- _Stated task_: Count the lines in the listing below that contain the word "white", matching case exactly. Reply with that number alone.

- _Dataset records_:

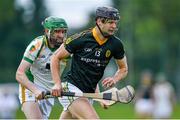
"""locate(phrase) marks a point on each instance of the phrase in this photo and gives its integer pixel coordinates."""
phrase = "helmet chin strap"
(105, 36)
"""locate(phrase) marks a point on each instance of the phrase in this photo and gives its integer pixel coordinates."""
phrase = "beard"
(56, 41)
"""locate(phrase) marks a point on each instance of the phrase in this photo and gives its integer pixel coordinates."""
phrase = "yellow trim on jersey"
(99, 41)
(23, 93)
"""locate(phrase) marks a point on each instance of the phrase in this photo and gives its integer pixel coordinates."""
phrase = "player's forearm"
(55, 69)
(120, 74)
(23, 80)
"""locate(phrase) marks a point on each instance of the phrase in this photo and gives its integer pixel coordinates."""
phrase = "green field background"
(117, 111)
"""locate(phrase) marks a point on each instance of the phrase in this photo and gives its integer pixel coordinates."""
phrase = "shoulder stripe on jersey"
(28, 60)
(43, 42)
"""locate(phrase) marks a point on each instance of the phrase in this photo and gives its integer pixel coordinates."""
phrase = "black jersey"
(90, 58)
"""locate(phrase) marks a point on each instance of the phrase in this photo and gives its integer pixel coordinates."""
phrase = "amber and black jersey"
(90, 57)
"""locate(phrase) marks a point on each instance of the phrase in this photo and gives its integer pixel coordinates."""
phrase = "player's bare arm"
(55, 69)
(22, 78)
(119, 75)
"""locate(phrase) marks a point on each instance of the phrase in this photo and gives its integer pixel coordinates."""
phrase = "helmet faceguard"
(53, 24)
(107, 13)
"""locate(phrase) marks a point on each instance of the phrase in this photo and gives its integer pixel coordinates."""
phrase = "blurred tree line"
(148, 28)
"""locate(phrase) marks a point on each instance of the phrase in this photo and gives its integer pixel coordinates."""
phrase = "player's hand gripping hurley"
(124, 95)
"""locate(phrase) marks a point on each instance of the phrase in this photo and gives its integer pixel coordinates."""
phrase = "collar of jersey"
(47, 44)
(97, 38)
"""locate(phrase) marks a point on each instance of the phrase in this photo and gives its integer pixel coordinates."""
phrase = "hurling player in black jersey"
(91, 51)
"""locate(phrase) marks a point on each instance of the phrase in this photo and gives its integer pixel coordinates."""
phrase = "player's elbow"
(124, 71)
(19, 74)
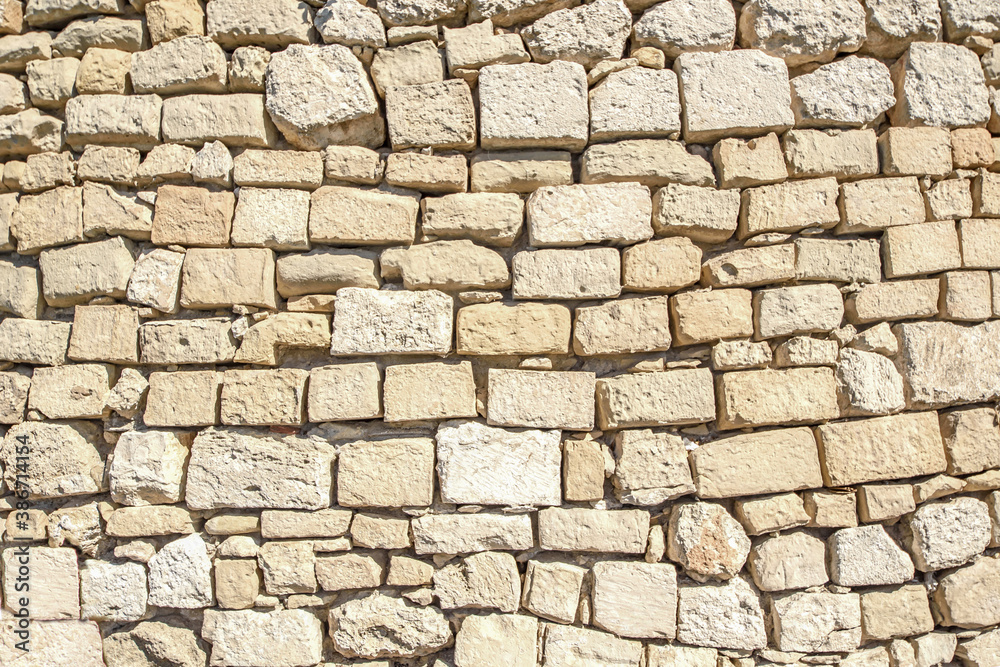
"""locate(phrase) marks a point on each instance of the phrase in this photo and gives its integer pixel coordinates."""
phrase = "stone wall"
(499, 333)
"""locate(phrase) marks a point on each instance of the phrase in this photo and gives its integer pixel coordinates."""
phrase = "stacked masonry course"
(501, 333)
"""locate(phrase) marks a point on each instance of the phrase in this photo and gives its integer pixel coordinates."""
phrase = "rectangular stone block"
(600, 531)
(794, 396)
(222, 277)
(506, 329)
(541, 399)
(684, 396)
(855, 452)
(752, 464)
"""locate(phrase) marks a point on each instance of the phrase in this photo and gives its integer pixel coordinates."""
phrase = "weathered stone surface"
(223, 471)
(378, 626)
(483, 465)
(748, 464)
(683, 396)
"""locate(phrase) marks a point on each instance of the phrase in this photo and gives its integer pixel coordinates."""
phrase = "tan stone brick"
(853, 452)
(702, 317)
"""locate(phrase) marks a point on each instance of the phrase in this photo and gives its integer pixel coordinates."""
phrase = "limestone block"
(967, 597)
(377, 625)
(236, 120)
(937, 363)
(520, 171)
(907, 250)
(112, 591)
(440, 115)
(864, 208)
(750, 267)
(446, 265)
(51, 218)
(700, 606)
(816, 621)
(948, 533)
(844, 155)
(683, 396)
(939, 85)
(757, 463)
(387, 473)
(505, 329)
(407, 398)
(916, 151)
(342, 22)
(285, 638)
(224, 470)
(796, 396)
(787, 561)
(567, 274)
(541, 399)
(553, 96)
(209, 341)
(853, 92)
(586, 34)
(497, 640)
(635, 102)
(130, 120)
(273, 23)
(148, 467)
(407, 322)
(570, 215)
(971, 440)
(348, 391)
(565, 646)
(854, 261)
(180, 575)
(610, 328)
(635, 600)
(712, 106)
(852, 452)
(601, 531)
(21, 290)
(706, 541)
(789, 207)
(490, 218)
(468, 533)
(691, 25)
(483, 465)
(340, 215)
(800, 309)
(899, 300)
(34, 342)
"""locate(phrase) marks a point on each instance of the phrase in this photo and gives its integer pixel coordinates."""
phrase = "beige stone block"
(388, 473)
(345, 391)
(663, 265)
(652, 399)
(192, 216)
(610, 328)
(520, 171)
(916, 151)
(702, 214)
(789, 207)
(750, 267)
(853, 452)
(701, 317)
(898, 300)
(601, 531)
(340, 215)
(796, 396)
(864, 207)
(921, 249)
(435, 390)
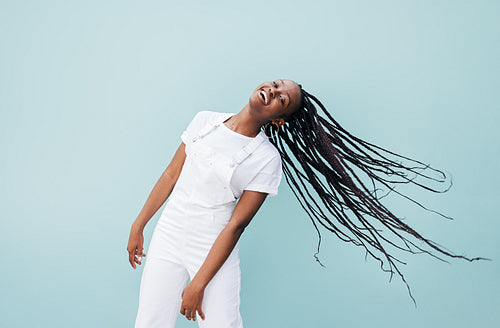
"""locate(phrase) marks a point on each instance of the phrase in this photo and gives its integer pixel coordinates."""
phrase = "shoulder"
(269, 154)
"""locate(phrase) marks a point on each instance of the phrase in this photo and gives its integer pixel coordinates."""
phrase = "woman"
(221, 174)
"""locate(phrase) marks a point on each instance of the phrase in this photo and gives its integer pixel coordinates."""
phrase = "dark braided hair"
(324, 147)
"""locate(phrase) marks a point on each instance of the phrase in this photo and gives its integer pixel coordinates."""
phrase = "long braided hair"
(322, 147)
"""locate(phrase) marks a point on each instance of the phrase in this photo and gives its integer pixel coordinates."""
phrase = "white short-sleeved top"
(261, 171)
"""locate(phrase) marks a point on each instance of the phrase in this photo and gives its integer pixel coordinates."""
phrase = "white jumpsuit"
(199, 207)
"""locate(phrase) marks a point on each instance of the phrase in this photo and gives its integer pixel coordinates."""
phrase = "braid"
(323, 148)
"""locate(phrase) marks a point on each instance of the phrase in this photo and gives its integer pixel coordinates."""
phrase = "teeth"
(265, 96)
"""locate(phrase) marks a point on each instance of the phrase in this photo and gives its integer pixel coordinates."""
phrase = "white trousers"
(180, 243)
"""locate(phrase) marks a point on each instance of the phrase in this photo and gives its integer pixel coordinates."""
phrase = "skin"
(283, 99)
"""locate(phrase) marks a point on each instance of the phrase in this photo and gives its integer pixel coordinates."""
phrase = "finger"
(131, 259)
(193, 315)
(182, 309)
(200, 312)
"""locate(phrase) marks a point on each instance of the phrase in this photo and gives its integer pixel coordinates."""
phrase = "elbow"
(238, 229)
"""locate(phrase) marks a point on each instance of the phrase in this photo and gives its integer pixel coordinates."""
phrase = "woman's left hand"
(192, 297)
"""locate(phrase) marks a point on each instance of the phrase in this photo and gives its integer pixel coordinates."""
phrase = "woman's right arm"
(162, 189)
(157, 197)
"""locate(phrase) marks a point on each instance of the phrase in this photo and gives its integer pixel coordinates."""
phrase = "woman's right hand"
(135, 243)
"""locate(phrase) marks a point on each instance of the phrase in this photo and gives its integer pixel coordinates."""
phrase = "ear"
(278, 121)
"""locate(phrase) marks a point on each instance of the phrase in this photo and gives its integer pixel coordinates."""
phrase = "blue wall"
(95, 94)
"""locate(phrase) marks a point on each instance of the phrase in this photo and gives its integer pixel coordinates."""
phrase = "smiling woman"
(225, 168)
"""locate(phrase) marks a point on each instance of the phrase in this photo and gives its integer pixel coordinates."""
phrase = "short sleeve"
(268, 178)
(193, 127)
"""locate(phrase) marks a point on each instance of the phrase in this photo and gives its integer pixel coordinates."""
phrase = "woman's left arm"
(192, 296)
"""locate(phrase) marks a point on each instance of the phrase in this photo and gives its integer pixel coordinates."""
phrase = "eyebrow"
(283, 83)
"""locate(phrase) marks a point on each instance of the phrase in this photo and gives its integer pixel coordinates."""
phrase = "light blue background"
(95, 94)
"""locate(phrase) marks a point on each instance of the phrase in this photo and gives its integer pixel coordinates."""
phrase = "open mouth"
(263, 96)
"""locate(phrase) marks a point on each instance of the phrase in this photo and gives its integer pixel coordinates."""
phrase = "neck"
(244, 123)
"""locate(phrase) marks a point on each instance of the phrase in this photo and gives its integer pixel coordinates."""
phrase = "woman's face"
(275, 99)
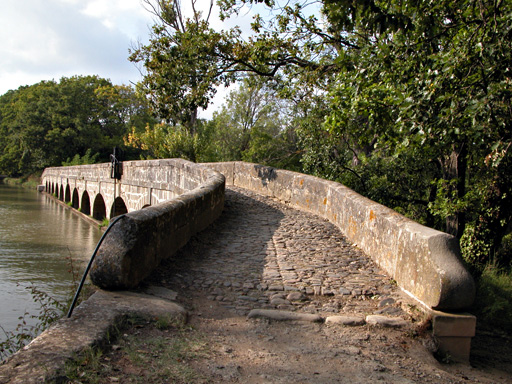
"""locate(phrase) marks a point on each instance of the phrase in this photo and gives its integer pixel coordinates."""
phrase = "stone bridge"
(182, 198)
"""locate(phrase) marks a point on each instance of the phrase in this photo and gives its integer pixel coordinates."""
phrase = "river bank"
(41, 242)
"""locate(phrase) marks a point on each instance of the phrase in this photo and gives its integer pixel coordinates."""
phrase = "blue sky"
(50, 39)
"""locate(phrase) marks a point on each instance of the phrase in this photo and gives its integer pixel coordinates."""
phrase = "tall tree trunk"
(455, 166)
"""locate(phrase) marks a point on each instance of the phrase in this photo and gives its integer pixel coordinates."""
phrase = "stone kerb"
(140, 240)
(424, 262)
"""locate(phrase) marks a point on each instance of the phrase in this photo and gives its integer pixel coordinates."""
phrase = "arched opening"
(118, 208)
(99, 211)
(67, 195)
(85, 205)
(75, 203)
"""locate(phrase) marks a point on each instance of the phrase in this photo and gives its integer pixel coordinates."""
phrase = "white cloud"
(49, 39)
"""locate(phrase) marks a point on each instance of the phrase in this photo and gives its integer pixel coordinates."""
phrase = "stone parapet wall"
(424, 262)
(139, 241)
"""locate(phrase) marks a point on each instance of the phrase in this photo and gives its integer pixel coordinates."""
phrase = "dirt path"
(263, 255)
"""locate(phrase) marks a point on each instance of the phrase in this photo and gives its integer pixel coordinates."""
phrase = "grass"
(145, 351)
(493, 304)
(104, 223)
(30, 181)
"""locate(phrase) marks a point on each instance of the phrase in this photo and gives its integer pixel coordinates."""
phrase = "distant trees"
(407, 102)
(52, 122)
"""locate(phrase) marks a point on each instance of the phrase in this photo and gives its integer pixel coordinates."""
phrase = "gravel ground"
(263, 255)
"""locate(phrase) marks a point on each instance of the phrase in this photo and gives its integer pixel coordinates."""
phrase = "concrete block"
(453, 324)
(453, 332)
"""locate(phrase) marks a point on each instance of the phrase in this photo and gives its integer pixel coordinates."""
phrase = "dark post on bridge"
(116, 170)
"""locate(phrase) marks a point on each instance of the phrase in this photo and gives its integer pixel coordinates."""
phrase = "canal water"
(38, 237)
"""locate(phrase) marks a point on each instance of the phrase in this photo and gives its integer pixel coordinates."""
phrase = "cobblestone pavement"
(263, 254)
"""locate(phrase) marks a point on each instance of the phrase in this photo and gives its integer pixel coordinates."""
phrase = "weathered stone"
(345, 320)
(386, 301)
(384, 321)
(295, 296)
(284, 315)
(423, 261)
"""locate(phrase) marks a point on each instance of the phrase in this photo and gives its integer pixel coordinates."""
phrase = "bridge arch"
(99, 209)
(75, 200)
(118, 207)
(67, 194)
(85, 204)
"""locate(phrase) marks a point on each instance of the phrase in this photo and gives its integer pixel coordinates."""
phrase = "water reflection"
(37, 237)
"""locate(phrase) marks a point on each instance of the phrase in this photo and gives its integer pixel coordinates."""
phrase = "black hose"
(90, 264)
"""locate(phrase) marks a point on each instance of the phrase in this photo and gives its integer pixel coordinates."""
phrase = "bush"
(493, 304)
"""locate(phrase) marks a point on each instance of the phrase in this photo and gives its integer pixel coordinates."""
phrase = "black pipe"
(90, 264)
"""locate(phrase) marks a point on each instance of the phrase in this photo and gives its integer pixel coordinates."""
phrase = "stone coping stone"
(384, 321)
(274, 314)
(91, 324)
(345, 320)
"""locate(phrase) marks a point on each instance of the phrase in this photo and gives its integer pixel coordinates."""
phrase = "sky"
(51, 39)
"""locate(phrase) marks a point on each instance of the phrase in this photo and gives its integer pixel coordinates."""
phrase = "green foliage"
(494, 299)
(87, 158)
(253, 125)
(76, 121)
(50, 310)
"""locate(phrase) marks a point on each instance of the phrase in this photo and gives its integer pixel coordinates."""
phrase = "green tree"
(254, 125)
(49, 123)
(181, 62)
(407, 83)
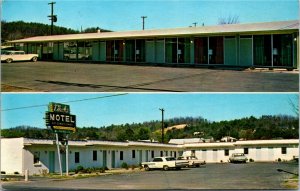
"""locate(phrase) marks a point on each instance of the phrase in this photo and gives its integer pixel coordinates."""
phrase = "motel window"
(94, 155)
(171, 50)
(184, 46)
(130, 50)
(283, 150)
(282, 50)
(121, 155)
(262, 50)
(110, 50)
(226, 152)
(140, 50)
(201, 50)
(70, 51)
(193, 152)
(77, 157)
(36, 157)
(216, 50)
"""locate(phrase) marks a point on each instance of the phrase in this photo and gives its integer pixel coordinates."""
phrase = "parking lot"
(84, 77)
(212, 176)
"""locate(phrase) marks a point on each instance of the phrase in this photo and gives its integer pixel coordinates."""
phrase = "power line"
(53, 18)
(79, 100)
(143, 17)
(162, 124)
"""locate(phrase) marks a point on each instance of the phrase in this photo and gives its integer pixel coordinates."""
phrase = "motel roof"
(30, 142)
(229, 29)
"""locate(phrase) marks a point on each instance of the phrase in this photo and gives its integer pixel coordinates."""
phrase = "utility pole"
(53, 18)
(144, 17)
(162, 125)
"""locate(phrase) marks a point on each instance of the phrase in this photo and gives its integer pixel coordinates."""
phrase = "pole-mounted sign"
(58, 117)
(60, 120)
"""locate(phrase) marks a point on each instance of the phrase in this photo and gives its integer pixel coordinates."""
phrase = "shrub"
(79, 169)
(124, 165)
(102, 170)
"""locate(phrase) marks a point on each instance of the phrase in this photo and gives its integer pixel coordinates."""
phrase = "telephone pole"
(144, 17)
(162, 125)
(53, 18)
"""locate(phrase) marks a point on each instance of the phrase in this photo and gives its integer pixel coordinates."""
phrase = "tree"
(229, 20)
(294, 103)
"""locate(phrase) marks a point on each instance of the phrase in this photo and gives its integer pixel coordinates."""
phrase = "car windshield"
(239, 154)
(170, 159)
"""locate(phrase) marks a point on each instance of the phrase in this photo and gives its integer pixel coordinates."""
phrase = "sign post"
(59, 119)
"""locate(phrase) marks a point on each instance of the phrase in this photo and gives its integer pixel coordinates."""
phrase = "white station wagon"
(10, 56)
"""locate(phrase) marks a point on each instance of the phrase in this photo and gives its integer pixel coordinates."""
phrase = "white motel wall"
(38, 156)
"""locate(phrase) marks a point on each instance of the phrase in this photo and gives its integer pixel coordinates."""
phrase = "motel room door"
(150, 51)
(246, 51)
(160, 51)
(113, 159)
(51, 161)
(104, 163)
(230, 51)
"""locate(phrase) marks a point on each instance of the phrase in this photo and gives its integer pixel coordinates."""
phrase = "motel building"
(269, 44)
(20, 154)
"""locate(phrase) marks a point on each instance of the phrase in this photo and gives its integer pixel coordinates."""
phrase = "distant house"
(269, 44)
(19, 154)
(228, 139)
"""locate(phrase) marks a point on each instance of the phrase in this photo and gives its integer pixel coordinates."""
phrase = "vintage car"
(11, 55)
(192, 161)
(238, 158)
(164, 163)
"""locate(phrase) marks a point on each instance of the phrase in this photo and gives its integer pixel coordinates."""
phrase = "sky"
(97, 110)
(125, 15)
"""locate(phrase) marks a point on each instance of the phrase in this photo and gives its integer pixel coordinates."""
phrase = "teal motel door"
(140, 156)
(104, 159)
(63, 162)
(51, 162)
(113, 159)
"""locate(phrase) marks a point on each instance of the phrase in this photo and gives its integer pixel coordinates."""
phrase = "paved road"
(212, 176)
(83, 77)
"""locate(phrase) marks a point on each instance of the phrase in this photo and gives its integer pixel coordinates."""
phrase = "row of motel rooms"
(272, 44)
(19, 154)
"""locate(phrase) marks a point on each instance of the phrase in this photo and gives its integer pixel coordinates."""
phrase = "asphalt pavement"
(262, 176)
(87, 77)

- _Response for this exercise_: 6